Given task> Write out the records below word for word, leaving out the pictures.

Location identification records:

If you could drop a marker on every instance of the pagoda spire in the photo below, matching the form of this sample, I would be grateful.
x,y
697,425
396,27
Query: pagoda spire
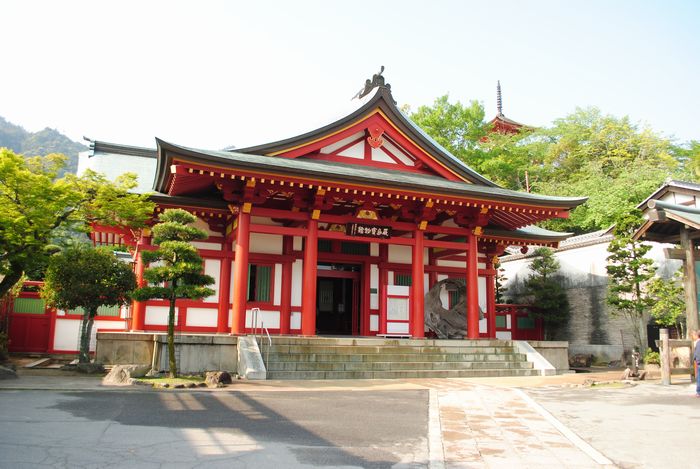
x,y
499,98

Exercise output>
If you could drop a marker on every instance of the pagoda spire in the photo below, matching the form of this sample, I would be grateful.
x,y
697,425
396,27
Query: pagoda spire
x,y
499,98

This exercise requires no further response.